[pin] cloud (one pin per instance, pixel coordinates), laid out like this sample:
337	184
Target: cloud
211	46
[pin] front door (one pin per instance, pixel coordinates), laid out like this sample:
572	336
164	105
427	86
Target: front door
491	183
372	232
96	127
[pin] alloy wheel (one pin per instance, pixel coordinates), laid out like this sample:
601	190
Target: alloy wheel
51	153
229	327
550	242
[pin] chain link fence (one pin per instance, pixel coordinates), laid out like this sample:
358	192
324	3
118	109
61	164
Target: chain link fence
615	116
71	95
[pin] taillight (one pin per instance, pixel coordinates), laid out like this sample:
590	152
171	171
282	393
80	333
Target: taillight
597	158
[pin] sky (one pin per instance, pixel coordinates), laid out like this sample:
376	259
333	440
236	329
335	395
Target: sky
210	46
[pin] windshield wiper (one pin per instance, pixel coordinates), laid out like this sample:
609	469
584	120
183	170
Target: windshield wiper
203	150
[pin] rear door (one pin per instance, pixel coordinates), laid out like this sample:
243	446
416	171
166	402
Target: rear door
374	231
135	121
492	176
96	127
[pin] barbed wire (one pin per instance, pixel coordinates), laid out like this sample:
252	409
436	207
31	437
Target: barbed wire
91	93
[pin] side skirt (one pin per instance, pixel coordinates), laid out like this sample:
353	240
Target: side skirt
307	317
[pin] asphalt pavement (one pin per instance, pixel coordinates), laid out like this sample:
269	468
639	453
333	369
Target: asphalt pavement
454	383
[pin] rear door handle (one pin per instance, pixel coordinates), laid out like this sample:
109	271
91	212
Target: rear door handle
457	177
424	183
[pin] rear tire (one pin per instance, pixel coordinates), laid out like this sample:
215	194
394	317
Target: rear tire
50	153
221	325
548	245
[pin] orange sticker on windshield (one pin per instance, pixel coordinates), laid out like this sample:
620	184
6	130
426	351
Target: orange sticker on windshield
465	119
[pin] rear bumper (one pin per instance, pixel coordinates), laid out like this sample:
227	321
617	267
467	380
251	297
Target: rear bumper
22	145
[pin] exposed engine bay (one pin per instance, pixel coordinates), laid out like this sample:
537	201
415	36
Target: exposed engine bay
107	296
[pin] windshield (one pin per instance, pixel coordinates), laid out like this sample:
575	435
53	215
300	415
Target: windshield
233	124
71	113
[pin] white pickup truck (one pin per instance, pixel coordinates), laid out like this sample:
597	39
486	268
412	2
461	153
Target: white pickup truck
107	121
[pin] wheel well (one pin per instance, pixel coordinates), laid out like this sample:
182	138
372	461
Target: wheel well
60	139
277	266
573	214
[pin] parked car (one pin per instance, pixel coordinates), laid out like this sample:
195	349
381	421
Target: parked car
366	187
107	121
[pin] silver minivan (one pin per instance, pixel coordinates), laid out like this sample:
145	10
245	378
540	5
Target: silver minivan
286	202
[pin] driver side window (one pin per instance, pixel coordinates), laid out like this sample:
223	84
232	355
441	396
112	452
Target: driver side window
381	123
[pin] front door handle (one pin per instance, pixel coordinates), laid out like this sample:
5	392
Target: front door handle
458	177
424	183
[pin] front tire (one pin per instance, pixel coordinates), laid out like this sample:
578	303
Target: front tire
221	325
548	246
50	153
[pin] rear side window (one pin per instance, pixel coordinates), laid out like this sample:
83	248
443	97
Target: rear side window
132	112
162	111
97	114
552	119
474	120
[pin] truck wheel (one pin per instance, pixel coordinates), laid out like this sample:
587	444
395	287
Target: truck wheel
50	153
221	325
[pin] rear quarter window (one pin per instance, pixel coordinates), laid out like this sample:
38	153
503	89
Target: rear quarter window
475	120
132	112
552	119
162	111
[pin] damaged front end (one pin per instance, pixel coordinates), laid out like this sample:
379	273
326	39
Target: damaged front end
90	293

----

* _EXERCISE OBJECTIVE_
Exactly as written, return every line of the material.

* _EXERCISE OUTPUT_
[pin] cloud (one pin per instance, pixel coordinates), laid out like this sample:
337	184
Target: cloud
211	46
[pin] front door (one pin per instance, pixel coordinates), laid out like this sample:
572	336
164	105
427	86
Target: front door
491	183
372	232
96	127
[pin] alloy wheel (one pin per instance, pixel coordinates), laid out like this sample:
601	190
Target: alloy wheel
51	153
229	327
550	242
[pin] chain link fence (one pin per instance, pixel coordinates), laid out like this sample:
358	192
324	3
118	109
61	164
Target: chain link fence
615	116
71	95
[pin] taillight (one pin per instance, pixel coordinates), laid out like this sample:
590	152
171	171
282	393
80	333
Target: taillight
597	158
[pin] sky (one pin per instance, pixel coordinates), laid out like this sample:
376	259
333	440
236	329
335	395
Target: sky
210	46
[pin] windshield wiper (one pin per instance, pixel coordinates), laid out like this sample:
609	469
584	120
183	170
Target: windshield wiper
203	150
[pin] rear door (one pin per instance, pixel coordinates), laid out like this sample:
243	446
416	171
166	402
Target: rear door
374	231
135	121
492	176
96	127
[pin] barbed wire (one pin per instance, pixel coordinates), laid out like this sample:
252	409
436	207
31	437
Target: barbed wire
91	93
[pin] side skirt (one pin per instance, pixel coordinates), laid out like this sample:
353	240
Target: side skirt
307	317
[pin] asphalt pavement (one pin per instance, pixel coordinates), laid out like this sample:
269	468
639	453
333	369
Target: asphalt pavement
454	383
[pin] rear door handle (one pin per instance, pixel coordinates), laid out like this sample:
109	271
91	212
Target: rear door handle
457	177
424	183
[pin] rear tire (one pin per instance, pixel coordinates), laid out like this sample:
215	194
394	317
Target: rear tire
50	153
221	325
548	245
[pin] orange sticker on windshield (one pin per instance, pixel coordinates), laid out like this sample:
620	184
6	130
426	351
Target: orange sticker on windshield
465	119
[pin] rear bumper (one pin per instance, pixel coordinates), laid out like this sample:
227	321
617	267
467	380
251	297
Target: rear bumper
22	145
[pin] exposed engine bay (one pin per instance, pixel coordinates), laid out like this sample:
537	201
415	36
Target: exposed engine bay
107	296
[pin] windshield (one pin per instance, pixel coordinates), laid out like this sample:
575	435
53	215
300	415
Target: windshield
233	124
71	113
[pin] white pickup truck (one pin per instance, pixel coordinates), laid out like this sample:
597	39
486	268
412	2
461	153
Target: white pickup truck
107	121
[pin] wheel well (one pin per instance, pixel coordinates), laid out like this sample:
182	138
372	461
Target: wheel well
60	139
277	266
573	214
[pin] parked car (one pin per instance, pixel coordinates), laid out like this sample:
195	349
381	421
Target: parked car
366	187
107	121
[pin] silver minivan (one pin per instance, pixel coordinates), laid out like this sample:
145	10
245	378
540	5
Target: silver minivan
286	202
[pin] driver side window (one pin per instance, pixel coordinates), laid out like this sample:
223	84
232	355
441	396
112	452
Target: driver side window
381	123
[pin] front door handle (one pin per instance, pixel coordinates), laid out like this sample:
5	392
Target: front door handle
458	177
424	183
[pin] front tire (one pin per instance, pixel coordinates), laid out like this sample:
578	303
Target: front tire
221	325
548	246
50	153
[pin] rear side window (one pin per instance, pixel coordinates), laid out like this sample:
83	248
443	97
Target: rear side window
132	112
162	111
97	114
552	119
474	120
[pin] truck wheel (one pin per instance, pixel coordinates), laid out like this sample:
587	444
395	287
Target: truck wheel
50	153
221	325
[pin] rear quarter window (one pin per instance, pixel coordinates), laid out like this sample:
38	153
503	89
Target: rear quarter window
475	120
132	112
552	119
162	111
[pin] damaged front end (one pin per instance, pixel coordinates), laid out like this sample:
379	273
326	39
Target: damaged front end
90	293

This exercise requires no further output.